- **Brief**:
Copy each of the records below word for word, keeping every line unchanged.

#### Excerpted data ####

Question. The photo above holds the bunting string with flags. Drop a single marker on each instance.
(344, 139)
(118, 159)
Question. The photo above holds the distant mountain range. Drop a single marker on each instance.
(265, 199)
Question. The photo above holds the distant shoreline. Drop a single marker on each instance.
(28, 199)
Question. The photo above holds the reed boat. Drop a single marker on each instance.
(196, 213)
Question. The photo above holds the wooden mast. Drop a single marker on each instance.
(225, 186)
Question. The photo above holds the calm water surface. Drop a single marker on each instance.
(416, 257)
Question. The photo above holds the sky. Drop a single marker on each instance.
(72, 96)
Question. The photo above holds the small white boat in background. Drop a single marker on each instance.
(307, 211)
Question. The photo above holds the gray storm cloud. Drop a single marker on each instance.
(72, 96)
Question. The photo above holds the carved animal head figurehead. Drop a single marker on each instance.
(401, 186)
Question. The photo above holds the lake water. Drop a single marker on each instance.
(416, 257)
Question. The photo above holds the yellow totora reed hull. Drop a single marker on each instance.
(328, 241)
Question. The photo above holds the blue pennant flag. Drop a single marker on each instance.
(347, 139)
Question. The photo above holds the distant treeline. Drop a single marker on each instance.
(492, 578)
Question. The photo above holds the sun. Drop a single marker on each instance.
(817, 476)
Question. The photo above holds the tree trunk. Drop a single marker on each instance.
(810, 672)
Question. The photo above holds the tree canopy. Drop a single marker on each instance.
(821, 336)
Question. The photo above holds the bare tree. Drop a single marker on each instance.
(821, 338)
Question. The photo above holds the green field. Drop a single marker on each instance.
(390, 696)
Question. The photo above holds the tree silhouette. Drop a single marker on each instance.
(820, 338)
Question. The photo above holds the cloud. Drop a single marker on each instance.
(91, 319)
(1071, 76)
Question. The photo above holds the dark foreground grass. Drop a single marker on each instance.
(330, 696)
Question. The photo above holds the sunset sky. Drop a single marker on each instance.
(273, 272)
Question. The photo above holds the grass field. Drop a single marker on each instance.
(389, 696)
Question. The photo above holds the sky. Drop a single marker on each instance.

####

- **Result**:
Question. The photo above holds the bunting string with flags. Drop a single marker on each instance.
(344, 139)
(118, 159)
Question. The photo above holds the distant mountain range. Drop a single marker on each instance.
(265, 199)
Question. The photo above holds the distant shoreline. Drop a single marker on each instance.
(28, 199)
Question. The photo above holds the reed boat. Drop a single marker on each instance.
(196, 213)
Question. The photo above holds the wooden mast. Drop a single marker on each instance.
(225, 186)
Question. The photo above holds the calm water surface. Drop a single marker on each instance.
(416, 257)
Question. The photo above holds the sky. Drop a single marker on each instance.
(72, 96)
Question. The photo above holds the small white boat in background. Drop a single marker on each instance.
(307, 211)
Question. The photo above holds the gray storm cloud. Drop a single marker on each instance.
(72, 96)
Question. The photo above holds the carved animal head figurehead. Drop a single marker on each instance.
(401, 186)
Question. The photo above holds the lake water. Drop a single marker on each instance.
(416, 257)
Question. The photo above holds the yellow totora reed hull. Drop a single marker on each instance.
(328, 241)
Question. The photo above holds the blue pennant flag. Drop a single marker on each instance.
(347, 139)
Question. The photo above holds the distant treeline. Drop a single marker on each instance.
(492, 578)
Question. The photo above holds the sun. Drop a single marker on each instance.
(817, 476)
Question. The photo above holds the tree trunk. Drop a single marker on each instance.
(810, 672)
Question. The photo above holds the tree canopy. Drop a single marker on each instance.
(821, 336)
Question. The photo above holds the bare tree. Drop a single marker on each instance.
(821, 338)
Question. The photo above holds the green field. Drop a single marker on each instance.
(390, 696)
Question. The photo above holds the tree silhouette. Drop a single marker on each instance.
(820, 338)
Question. The photo above holds the cloud. Drop a single marker on each instance.
(91, 319)
(1071, 76)
Question. The photo above holds the dark foreground grass. Drop a single marker on each instance.
(330, 696)
Question. The photo above holds the sunset sky. Drop a single marker on each instance.
(273, 272)
Question. The photo above holds the grass field. Drop a single marker on each instance.
(389, 696)
Question. The photo above holds the sky. Drop a single marker on each instance.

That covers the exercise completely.